## Rows from an object pointing dataset
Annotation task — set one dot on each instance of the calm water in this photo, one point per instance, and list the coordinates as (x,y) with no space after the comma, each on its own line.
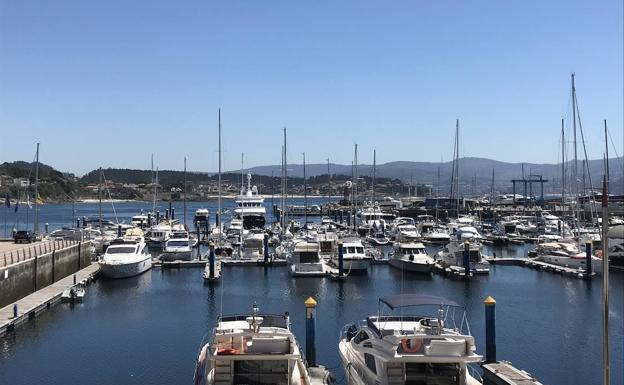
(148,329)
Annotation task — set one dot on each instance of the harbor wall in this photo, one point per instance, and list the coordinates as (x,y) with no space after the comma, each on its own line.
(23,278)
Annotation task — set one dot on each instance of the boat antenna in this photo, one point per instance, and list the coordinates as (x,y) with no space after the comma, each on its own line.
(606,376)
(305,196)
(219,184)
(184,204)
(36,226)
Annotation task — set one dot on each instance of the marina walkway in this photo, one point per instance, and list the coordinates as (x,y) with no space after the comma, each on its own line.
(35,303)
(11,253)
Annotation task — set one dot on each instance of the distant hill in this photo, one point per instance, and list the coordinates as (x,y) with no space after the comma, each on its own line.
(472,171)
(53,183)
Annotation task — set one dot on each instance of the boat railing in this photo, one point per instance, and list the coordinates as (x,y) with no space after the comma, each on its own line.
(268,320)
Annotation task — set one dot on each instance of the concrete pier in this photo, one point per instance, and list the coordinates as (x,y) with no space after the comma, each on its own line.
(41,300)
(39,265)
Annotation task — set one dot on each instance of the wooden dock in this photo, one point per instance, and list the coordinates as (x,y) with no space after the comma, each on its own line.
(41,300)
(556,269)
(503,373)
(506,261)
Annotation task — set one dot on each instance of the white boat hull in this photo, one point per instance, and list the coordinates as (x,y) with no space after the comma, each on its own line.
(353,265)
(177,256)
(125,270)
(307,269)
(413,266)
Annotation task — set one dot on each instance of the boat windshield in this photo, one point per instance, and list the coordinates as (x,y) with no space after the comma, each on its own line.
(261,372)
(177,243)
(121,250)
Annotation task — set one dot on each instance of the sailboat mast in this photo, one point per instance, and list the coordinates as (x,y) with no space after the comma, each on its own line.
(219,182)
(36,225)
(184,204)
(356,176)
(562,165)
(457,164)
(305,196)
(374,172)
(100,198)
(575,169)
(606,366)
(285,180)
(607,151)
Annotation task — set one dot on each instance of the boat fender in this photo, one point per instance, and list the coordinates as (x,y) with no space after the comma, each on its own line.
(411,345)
--
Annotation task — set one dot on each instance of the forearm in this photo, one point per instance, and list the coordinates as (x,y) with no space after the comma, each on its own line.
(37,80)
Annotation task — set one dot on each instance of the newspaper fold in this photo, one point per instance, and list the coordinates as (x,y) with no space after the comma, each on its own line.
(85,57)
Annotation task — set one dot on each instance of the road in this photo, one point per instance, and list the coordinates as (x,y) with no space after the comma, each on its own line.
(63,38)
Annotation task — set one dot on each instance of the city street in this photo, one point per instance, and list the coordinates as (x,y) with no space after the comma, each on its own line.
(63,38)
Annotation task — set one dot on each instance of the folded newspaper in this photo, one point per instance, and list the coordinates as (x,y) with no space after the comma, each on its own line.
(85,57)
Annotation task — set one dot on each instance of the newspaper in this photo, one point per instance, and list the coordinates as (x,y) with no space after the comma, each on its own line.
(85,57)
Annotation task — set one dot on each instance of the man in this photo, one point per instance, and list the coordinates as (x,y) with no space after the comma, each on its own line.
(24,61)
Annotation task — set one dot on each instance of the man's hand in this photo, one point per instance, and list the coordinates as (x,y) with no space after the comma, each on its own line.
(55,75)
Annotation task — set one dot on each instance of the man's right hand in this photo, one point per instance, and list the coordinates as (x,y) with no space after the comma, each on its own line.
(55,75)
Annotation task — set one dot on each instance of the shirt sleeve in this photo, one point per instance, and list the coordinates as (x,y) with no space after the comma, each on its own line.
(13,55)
---
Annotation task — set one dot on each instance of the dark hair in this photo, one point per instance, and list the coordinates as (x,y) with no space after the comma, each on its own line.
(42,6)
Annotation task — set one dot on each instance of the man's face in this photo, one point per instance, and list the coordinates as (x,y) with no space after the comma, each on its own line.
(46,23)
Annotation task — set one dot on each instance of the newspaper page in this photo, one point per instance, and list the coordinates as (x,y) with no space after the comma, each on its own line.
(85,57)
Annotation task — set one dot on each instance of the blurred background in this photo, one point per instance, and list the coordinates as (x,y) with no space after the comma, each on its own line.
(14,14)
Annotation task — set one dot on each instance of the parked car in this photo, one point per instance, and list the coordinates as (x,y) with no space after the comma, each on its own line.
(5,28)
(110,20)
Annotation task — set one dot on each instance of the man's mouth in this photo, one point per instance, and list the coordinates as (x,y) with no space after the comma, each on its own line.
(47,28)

## Goal
Select each line of the records above that contains the string "hand", and copy those lines in full. Letter case must match.

## Result
Annotation task — set one dot on each instance of the man's hand in this photo, one point per instance, and list the coordinates as (x,y) with no space after the comma, each on its own line.
Annotation task — set one dot on each instance of the man's right hand in this photo, one point per instance, and list the coordinates as (x,y) with no space after the comma, each on its own line.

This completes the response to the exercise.